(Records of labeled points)
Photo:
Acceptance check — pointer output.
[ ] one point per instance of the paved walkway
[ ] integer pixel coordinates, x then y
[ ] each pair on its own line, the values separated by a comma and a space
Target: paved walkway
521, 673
--
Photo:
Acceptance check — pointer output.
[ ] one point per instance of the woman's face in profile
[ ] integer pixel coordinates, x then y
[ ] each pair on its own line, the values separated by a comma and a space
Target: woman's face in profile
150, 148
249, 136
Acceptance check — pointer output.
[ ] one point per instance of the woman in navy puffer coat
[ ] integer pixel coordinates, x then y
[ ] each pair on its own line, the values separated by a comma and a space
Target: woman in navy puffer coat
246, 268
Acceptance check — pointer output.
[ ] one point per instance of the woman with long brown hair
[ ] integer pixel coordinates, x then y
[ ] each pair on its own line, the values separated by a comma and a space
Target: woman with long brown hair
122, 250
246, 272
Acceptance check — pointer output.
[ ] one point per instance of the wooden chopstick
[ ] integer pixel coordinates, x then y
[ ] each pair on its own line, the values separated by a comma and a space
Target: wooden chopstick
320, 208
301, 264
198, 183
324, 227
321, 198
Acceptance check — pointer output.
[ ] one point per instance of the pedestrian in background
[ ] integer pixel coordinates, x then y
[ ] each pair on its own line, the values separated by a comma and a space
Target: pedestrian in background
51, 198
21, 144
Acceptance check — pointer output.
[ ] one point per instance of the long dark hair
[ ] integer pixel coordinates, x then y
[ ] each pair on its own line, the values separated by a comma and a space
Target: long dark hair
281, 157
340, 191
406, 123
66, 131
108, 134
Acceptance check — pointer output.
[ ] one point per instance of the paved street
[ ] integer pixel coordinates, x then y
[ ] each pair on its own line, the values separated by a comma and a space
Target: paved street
---
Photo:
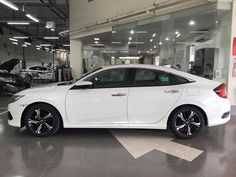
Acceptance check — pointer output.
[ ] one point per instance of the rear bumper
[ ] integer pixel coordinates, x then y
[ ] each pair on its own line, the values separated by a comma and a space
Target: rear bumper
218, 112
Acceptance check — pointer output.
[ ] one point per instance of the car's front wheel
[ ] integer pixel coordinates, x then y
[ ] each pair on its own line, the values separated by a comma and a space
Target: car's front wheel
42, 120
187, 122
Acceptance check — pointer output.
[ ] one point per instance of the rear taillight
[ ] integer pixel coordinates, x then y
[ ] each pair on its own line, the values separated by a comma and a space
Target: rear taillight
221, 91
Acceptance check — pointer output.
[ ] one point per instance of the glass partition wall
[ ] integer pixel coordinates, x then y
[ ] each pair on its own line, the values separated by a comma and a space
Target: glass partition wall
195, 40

_TASK BRIEF_:
From the rows above, pull out every line that contains the string "hair". Letter case counts.

_ANSWER BELOW_:
[ ] one point per instance of the woman with long brown hair
Target: woman with long brown hair
[ ] one point per instance of the long dark hair
Target: long dark hair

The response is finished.